§ WRITTEN EXERCISE
Gather every line in the listing below that contains the word "monitor", and copy each one unchanged.
#### STORED DATA ####
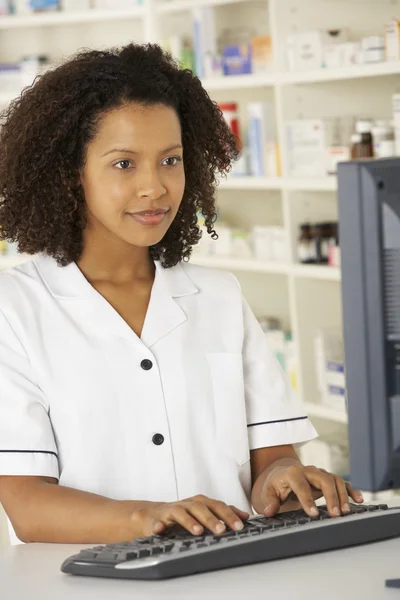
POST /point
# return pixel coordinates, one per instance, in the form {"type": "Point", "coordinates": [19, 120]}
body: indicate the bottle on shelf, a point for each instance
{"type": "Point", "coordinates": [362, 141]}
{"type": "Point", "coordinates": [306, 249]}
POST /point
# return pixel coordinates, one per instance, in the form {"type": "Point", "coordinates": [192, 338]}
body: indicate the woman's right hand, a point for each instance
{"type": "Point", "coordinates": [194, 514]}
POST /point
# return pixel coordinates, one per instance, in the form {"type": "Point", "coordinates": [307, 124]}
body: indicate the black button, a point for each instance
{"type": "Point", "coordinates": [158, 439]}
{"type": "Point", "coordinates": [146, 364]}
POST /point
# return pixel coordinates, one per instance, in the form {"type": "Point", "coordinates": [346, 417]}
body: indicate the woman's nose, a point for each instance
{"type": "Point", "coordinates": [149, 184]}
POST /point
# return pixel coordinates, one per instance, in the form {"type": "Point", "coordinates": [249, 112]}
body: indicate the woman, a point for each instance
{"type": "Point", "coordinates": [137, 390]}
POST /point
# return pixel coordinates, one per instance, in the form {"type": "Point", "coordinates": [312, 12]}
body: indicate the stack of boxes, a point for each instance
{"type": "Point", "coordinates": [329, 354]}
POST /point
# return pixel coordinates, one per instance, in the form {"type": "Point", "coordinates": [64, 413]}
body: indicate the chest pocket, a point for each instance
{"type": "Point", "coordinates": [229, 404]}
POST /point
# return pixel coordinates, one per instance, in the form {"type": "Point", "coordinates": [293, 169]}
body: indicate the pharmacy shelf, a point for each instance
{"type": "Point", "coordinates": [308, 184]}
{"type": "Point", "coordinates": [236, 82]}
{"type": "Point", "coordinates": [322, 184]}
{"type": "Point", "coordinates": [182, 5]}
{"type": "Point", "coordinates": [320, 411]}
{"type": "Point", "coordinates": [68, 18]}
{"type": "Point", "coordinates": [256, 266]}
{"type": "Point", "coordinates": [316, 272]}
{"type": "Point", "coordinates": [240, 264]}
{"type": "Point", "coordinates": [251, 183]}
{"type": "Point", "coordinates": [323, 75]}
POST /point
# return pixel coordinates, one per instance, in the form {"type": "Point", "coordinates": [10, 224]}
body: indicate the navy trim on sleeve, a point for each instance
{"type": "Point", "coordinates": [279, 421]}
{"type": "Point", "coordinates": [29, 452]}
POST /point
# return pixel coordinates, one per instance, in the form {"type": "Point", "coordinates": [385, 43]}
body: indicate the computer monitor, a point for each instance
{"type": "Point", "coordinates": [369, 226]}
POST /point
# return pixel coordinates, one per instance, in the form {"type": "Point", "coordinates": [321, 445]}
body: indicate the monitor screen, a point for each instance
{"type": "Point", "coordinates": [369, 216]}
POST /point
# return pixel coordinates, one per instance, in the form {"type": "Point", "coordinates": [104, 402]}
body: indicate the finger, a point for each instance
{"type": "Point", "coordinates": [272, 502]}
{"type": "Point", "coordinates": [207, 517]}
{"type": "Point", "coordinates": [179, 514]}
{"type": "Point", "coordinates": [327, 484]}
{"type": "Point", "coordinates": [342, 494]}
{"type": "Point", "coordinates": [240, 513]}
{"type": "Point", "coordinates": [233, 517]}
{"type": "Point", "coordinates": [301, 488]}
{"type": "Point", "coordinates": [354, 494]}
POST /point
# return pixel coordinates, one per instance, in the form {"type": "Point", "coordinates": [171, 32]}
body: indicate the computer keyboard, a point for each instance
{"type": "Point", "coordinates": [178, 552]}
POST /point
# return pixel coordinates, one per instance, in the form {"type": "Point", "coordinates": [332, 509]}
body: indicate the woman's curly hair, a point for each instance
{"type": "Point", "coordinates": [45, 133]}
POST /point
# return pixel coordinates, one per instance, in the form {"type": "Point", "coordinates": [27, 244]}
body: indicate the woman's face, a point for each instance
{"type": "Point", "coordinates": [134, 179]}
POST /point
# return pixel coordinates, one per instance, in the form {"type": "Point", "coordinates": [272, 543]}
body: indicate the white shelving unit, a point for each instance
{"type": "Point", "coordinates": [69, 18]}
{"type": "Point", "coordinates": [305, 297]}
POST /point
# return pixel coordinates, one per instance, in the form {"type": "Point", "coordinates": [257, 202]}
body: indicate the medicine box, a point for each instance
{"type": "Point", "coordinates": [236, 59]}
{"type": "Point", "coordinates": [306, 148]}
{"type": "Point", "coordinates": [392, 40]}
{"type": "Point", "coordinates": [306, 50]}
{"type": "Point", "coordinates": [261, 50]}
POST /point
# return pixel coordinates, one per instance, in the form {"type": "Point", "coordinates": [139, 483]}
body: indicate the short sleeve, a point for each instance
{"type": "Point", "coordinates": [27, 444]}
{"type": "Point", "coordinates": [275, 414]}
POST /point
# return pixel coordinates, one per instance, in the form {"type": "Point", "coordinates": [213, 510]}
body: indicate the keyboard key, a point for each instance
{"type": "Point", "coordinates": [87, 554]}
{"type": "Point", "coordinates": [107, 556]}
{"type": "Point", "coordinates": [127, 555]}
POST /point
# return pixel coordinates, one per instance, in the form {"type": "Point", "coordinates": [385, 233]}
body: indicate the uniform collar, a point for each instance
{"type": "Point", "coordinates": [164, 313]}
{"type": "Point", "coordinates": [69, 281]}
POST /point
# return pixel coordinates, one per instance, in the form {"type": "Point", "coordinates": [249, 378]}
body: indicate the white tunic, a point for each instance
{"type": "Point", "coordinates": [160, 418]}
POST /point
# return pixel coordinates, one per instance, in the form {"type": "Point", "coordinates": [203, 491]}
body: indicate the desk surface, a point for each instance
{"type": "Point", "coordinates": [33, 571]}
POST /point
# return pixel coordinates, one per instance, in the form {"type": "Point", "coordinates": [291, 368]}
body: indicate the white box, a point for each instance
{"type": "Point", "coordinates": [306, 148]}
{"type": "Point", "coordinates": [75, 5]}
{"type": "Point", "coordinates": [306, 50]}
{"type": "Point", "coordinates": [222, 246]}
{"type": "Point", "coordinates": [350, 52]}
{"type": "Point", "coordinates": [263, 154]}
{"type": "Point", "coordinates": [205, 40]}
{"type": "Point", "coordinates": [392, 40]}
{"type": "Point", "coordinates": [279, 244]}
{"type": "Point", "coordinates": [262, 243]}
{"type": "Point", "coordinates": [333, 56]}
{"type": "Point", "coordinates": [334, 156]}
{"type": "Point", "coordinates": [396, 119]}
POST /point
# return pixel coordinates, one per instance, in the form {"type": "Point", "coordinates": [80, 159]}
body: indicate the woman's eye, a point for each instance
{"type": "Point", "coordinates": [172, 161]}
{"type": "Point", "coordinates": [123, 164]}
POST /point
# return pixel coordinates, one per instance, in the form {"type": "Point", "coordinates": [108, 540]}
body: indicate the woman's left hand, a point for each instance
{"type": "Point", "coordinates": [305, 485]}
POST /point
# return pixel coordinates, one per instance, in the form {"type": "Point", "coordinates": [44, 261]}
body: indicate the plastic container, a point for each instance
{"type": "Point", "coordinates": [306, 249]}
{"type": "Point", "coordinates": [362, 141]}
{"type": "Point", "coordinates": [383, 140]}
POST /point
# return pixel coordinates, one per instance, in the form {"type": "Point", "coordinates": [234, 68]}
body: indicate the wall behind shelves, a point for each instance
{"type": "Point", "coordinates": [67, 39]}
{"type": "Point", "coordinates": [362, 18]}
{"type": "Point", "coordinates": [244, 209]}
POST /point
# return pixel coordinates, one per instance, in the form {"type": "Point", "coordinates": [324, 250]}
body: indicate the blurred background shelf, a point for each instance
{"type": "Point", "coordinates": [239, 264]}
{"type": "Point", "coordinates": [342, 74]}
{"type": "Point", "coordinates": [173, 6]}
{"type": "Point", "coordinates": [327, 184]}
{"type": "Point", "coordinates": [320, 411]}
{"type": "Point", "coordinates": [252, 183]}
{"type": "Point", "coordinates": [321, 273]}
{"type": "Point", "coordinates": [69, 17]}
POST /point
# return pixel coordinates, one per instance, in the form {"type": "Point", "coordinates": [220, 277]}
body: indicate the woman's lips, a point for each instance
{"type": "Point", "coordinates": [150, 218]}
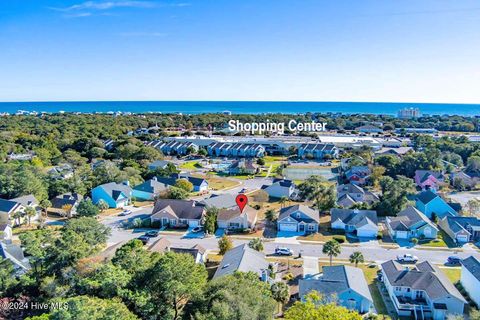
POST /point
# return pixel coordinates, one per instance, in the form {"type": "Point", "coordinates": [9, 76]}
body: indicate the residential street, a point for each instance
{"type": "Point", "coordinates": [371, 250]}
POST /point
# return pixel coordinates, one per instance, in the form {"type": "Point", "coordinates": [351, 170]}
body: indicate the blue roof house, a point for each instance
{"type": "Point", "coordinates": [431, 204]}
{"type": "Point", "coordinates": [116, 195]}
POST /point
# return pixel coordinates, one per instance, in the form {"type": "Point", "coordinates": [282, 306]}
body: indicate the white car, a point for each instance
{"type": "Point", "coordinates": [407, 258]}
{"type": "Point", "coordinates": [284, 251]}
{"type": "Point", "coordinates": [125, 213]}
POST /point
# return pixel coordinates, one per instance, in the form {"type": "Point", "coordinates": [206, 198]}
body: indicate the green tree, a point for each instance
{"type": "Point", "coordinates": [313, 309]}
{"type": "Point", "coordinates": [224, 244]}
{"type": "Point", "coordinates": [89, 308]}
{"type": "Point", "coordinates": [322, 193]}
{"type": "Point", "coordinates": [174, 280]}
{"type": "Point", "coordinates": [256, 244]}
{"type": "Point", "coordinates": [332, 249]}
{"type": "Point", "coordinates": [239, 296]}
{"type": "Point", "coordinates": [356, 258]}
{"type": "Point", "coordinates": [86, 208]}
{"type": "Point", "coordinates": [280, 293]}
{"type": "Point", "coordinates": [184, 184]}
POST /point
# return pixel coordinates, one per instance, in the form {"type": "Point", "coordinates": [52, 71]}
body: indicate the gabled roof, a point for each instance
{"type": "Point", "coordinates": [408, 218]}
{"type": "Point", "coordinates": [473, 266]}
{"type": "Point", "coordinates": [8, 205]}
{"type": "Point", "coordinates": [116, 189]}
{"type": "Point", "coordinates": [335, 280]}
{"type": "Point", "coordinates": [358, 218]}
{"type": "Point", "coordinates": [225, 200]}
{"type": "Point", "coordinates": [244, 259]}
{"type": "Point", "coordinates": [312, 214]}
{"type": "Point", "coordinates": [183, 209]}
{"type": "Point", "coordinates": [425, 276]}
{"type": "Point", "coordinates": [151, 186]}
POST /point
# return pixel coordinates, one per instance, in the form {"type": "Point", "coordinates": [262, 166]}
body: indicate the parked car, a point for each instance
{"type": "Point", "coordinates": [407, 258]}
{"type": "Point", "coordinates": [283, 251]}
{"type": "Point", "coordinates": [454, 260]}
{"type": "Point", "coordinates": [197, 229]}
{"type": "Point", "coordinates": [125, 213]}
{"type": "Point", "coordinates": [152, 234]}
{"type": "Point", "coordinates": [145, 239]}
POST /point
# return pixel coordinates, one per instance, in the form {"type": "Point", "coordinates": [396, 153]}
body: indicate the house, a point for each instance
{"type": "Point", "coordinates": [116, 195]}
{"type": "Point", "coordinates": [427, 179]}
{"type": "Point", "coordinates": [298, 218]}
{"type": "Point", "coordinates": [281, 188]}
{"type": "Point", "coordinates": [226, 149]}
{"type": "Point", "coordinates": [433, 206]}
{"type": "Point", "coordinates": [358, 174]}
{"type": "Point", "coordinates": [225, 200]}
{"type": "Point", "coordinates": [244, 259]}
{"type": "Point", "coordinates": [421, 292]}
{"type": "Point", "coordinates": [242, 167]}
{"type": "Point", "coordinates": [149, 189]}
{"type": "Point", "coordinates": [317, 151]}
{"type": "Point", "coordinates": [14, 254]}
{"type": "Point", "coordinates": [351, 194]}
{"type": "Point", "coordinates": [63, 201]}
{"type": "Point", "coordinates": [467, 180]}
{"type": "Point", "coordinates": [411, 223]}
{"type": "Point", "coordinates": [363, 223]}
{"type": "Point", "coordinates": [5, 232]}
{"type": "Point", "coordinates": [8, 209]}
{"type": "Point", "coordinates": [233, 219]}
{"type": "Point", "coordinates": [178, 213]}
{"type": "Point", "coordinates": [399, 152]}
{"type": "Point", "coordinates": [470, 278]}
{"type": "Point", "coordinates": [159, 164]}
{"type": "Point", "coordinates": [461, 229]}
{"type": "Point", "coordinates": [345, 285]}
{"type": "Point", "coordinates": [369, 129]}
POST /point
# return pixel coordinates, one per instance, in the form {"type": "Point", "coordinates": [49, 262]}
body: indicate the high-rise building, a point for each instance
{"type": "Point", "coordinates": [408, 113]}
####
§ ANSWER TO THE EXERCISE
body: indicate the computer monitor, a point for each instance
body: indicate the monitor screen, a point for each instance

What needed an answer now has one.